* _Listed records_:
++++
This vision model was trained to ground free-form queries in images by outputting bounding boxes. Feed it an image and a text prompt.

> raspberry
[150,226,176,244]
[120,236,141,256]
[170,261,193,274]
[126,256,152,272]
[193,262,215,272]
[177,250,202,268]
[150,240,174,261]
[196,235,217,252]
++++
* _Task goal_: Copy out every line of the entries above, including the line requesting "raspberry", and add 52 to each bounding box coordinate.

* _Worked solution_:
This vision model was trained to ground free-form queries in images by outputting bounding boxes. Feed it an image and a text prompt.

> raspberry
[202,278,228,296]
[172,288,193,308]
[222,313,245,326]
[178,308,204,324]
[245,314,267,324]
[229,302,254,320]
[202,292,226,313]
[248,287,269,304]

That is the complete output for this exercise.